[THE EXERCISE]
Filter the records below and copy every line that contains the string "pier". Case counts.

BEGIN DATA TO USE

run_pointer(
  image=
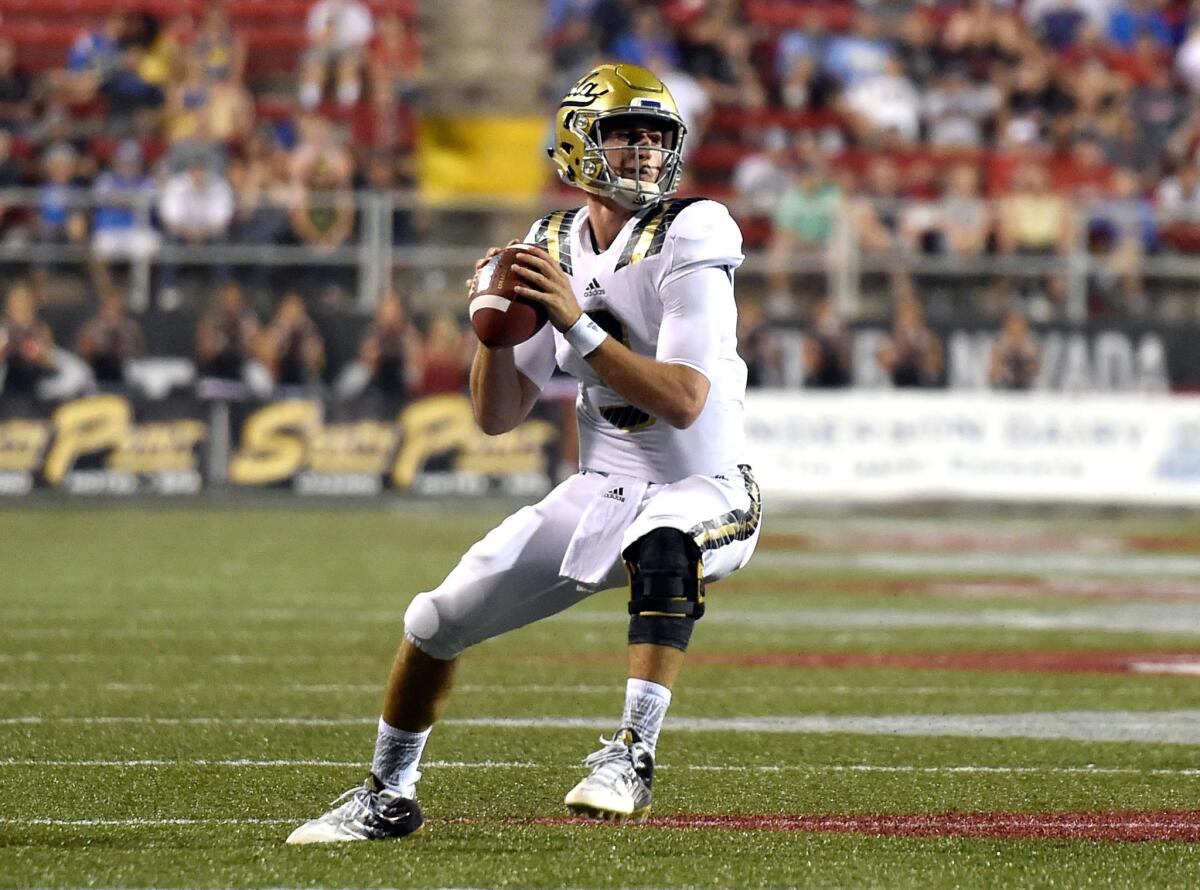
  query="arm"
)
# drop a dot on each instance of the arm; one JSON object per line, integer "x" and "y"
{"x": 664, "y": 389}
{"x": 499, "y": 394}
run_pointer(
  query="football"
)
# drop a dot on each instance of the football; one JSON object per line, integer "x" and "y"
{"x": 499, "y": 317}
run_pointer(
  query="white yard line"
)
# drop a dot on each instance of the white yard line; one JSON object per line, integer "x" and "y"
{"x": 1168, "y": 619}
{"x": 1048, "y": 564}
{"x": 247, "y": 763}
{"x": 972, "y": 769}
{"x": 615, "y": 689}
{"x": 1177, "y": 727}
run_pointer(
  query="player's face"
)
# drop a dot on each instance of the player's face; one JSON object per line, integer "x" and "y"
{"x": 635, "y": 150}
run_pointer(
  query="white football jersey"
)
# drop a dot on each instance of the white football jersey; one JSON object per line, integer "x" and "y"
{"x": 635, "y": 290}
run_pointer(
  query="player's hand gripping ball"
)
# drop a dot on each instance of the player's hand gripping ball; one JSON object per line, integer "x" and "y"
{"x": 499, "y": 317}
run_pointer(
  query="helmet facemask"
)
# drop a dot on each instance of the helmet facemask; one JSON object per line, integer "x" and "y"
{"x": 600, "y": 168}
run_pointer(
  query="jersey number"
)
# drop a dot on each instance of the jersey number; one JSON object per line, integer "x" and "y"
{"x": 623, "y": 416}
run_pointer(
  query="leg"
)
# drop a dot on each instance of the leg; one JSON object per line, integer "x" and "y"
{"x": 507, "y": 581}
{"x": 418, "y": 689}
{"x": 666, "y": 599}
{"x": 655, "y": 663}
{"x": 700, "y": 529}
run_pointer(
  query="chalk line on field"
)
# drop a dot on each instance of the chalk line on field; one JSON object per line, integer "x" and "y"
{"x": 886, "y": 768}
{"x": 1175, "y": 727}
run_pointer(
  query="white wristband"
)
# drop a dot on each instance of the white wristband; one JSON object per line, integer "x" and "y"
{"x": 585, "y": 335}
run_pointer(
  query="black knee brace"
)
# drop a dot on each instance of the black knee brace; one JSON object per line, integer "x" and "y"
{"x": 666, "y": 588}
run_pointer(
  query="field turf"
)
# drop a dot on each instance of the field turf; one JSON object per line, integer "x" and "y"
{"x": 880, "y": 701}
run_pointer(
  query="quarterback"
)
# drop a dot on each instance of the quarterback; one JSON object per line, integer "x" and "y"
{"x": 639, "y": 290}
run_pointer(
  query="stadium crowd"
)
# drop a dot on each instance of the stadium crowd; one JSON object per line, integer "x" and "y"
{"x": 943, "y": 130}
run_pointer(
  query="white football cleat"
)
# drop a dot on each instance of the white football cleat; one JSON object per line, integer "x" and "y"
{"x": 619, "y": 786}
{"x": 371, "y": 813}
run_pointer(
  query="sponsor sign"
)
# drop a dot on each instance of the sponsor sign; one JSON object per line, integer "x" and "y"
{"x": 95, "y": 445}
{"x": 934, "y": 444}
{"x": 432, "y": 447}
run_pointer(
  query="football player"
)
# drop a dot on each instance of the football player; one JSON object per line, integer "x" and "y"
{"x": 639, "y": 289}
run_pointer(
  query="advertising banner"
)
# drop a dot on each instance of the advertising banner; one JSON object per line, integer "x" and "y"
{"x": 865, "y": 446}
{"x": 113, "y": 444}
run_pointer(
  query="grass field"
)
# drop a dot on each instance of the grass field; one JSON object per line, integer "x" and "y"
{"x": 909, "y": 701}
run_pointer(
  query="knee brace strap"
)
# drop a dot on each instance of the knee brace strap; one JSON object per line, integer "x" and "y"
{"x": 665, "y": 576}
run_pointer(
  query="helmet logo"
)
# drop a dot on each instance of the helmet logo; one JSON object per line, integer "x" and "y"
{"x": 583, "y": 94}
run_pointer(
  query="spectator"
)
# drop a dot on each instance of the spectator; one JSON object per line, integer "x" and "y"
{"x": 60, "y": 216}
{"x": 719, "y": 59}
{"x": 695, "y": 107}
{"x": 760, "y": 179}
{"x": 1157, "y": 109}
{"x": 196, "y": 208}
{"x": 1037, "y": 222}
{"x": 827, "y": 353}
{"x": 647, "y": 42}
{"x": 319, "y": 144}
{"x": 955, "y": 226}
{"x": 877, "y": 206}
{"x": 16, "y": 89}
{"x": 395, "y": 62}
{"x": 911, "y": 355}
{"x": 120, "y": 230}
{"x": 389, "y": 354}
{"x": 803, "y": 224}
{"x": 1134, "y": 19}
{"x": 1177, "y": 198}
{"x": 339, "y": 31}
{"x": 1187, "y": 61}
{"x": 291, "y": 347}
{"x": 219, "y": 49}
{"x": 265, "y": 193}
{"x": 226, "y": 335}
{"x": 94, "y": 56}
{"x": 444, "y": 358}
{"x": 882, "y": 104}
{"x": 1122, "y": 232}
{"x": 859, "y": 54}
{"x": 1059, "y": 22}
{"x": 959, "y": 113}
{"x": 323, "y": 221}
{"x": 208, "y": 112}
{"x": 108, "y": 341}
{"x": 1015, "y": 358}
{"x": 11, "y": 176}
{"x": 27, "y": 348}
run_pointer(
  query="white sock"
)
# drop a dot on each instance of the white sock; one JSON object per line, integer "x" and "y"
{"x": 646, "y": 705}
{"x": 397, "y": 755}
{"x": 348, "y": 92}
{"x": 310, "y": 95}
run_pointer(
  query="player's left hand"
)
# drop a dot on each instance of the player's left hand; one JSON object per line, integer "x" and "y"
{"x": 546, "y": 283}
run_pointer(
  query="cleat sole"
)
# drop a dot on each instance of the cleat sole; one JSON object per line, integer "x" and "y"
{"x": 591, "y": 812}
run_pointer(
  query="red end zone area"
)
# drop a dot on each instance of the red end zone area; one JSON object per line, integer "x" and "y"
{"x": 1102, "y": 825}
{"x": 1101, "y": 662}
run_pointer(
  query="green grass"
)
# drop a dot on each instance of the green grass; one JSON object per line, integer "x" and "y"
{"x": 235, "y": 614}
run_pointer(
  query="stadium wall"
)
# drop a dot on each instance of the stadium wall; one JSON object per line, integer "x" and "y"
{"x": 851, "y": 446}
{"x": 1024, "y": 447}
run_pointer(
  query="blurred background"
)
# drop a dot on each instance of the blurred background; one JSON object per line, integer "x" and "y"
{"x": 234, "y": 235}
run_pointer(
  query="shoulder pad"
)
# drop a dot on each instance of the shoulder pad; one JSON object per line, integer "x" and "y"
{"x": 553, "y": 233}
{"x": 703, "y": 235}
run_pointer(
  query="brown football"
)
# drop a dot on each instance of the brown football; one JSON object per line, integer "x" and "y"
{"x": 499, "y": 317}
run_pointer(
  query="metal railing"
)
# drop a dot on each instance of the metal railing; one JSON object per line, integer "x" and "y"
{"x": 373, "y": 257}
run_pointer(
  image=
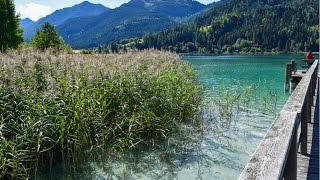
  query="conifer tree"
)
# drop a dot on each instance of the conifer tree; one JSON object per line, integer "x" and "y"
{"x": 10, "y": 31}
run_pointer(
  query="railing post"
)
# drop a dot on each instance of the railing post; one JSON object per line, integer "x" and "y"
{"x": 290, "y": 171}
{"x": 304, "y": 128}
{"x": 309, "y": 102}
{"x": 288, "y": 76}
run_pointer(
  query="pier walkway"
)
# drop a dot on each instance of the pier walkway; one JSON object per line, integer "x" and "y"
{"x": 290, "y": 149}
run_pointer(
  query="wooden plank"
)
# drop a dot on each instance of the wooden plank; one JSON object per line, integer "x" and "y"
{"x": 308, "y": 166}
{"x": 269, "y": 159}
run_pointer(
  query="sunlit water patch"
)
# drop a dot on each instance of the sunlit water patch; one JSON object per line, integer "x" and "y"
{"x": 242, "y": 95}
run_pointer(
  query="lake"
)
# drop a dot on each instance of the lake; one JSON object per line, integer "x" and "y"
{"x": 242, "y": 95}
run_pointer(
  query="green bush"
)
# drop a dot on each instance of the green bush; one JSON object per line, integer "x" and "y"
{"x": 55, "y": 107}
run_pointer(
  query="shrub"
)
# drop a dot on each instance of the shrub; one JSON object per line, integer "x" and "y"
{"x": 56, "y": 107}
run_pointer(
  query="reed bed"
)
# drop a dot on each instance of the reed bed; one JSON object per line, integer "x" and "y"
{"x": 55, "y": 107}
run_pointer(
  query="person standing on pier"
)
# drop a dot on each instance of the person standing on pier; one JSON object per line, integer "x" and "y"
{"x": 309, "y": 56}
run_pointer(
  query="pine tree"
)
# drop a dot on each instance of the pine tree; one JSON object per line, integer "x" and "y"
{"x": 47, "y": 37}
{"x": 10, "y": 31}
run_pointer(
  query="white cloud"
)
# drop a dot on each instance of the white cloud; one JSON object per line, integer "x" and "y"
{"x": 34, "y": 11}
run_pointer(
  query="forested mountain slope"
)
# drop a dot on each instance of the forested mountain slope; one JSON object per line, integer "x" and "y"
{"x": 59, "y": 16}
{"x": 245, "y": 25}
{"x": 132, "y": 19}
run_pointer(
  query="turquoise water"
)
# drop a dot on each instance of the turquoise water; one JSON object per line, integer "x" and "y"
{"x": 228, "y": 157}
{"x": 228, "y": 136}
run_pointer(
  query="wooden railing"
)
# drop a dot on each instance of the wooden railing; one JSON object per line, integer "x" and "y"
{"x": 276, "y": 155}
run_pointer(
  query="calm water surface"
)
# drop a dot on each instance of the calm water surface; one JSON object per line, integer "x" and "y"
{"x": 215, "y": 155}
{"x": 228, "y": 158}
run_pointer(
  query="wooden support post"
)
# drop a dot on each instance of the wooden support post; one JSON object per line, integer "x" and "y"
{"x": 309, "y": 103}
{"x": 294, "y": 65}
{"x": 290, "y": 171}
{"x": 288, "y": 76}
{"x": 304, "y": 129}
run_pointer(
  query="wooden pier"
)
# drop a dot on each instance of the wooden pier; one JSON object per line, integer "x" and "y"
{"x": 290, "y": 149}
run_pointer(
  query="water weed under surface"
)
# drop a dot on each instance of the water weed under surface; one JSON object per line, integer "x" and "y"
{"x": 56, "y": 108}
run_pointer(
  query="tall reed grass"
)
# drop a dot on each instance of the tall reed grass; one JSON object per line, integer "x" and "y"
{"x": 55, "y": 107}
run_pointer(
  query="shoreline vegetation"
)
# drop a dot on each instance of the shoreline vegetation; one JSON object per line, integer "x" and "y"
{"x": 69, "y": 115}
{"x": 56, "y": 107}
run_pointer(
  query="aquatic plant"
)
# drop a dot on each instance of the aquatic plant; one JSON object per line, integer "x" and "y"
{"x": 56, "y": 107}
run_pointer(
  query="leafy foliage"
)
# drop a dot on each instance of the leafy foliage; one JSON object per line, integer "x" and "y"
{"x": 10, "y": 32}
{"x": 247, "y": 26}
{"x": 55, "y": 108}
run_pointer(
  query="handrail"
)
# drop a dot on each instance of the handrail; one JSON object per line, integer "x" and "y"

END DATA TO USE

[RESULT FOR THIS EXERCISE]
  query="pier walkway"
# drop a dot on each instance of the pier walkway; one JSON object per line, integer "x" and "y"
  query="person standing on pier"
# drop a dot on each instance of the person standing on pier; one JSON object per line, integer "x" and "y"
  query="wooden pier"
# drop a dot on each instance of the wooden pier; one JSON object per line, integer "x" and "y"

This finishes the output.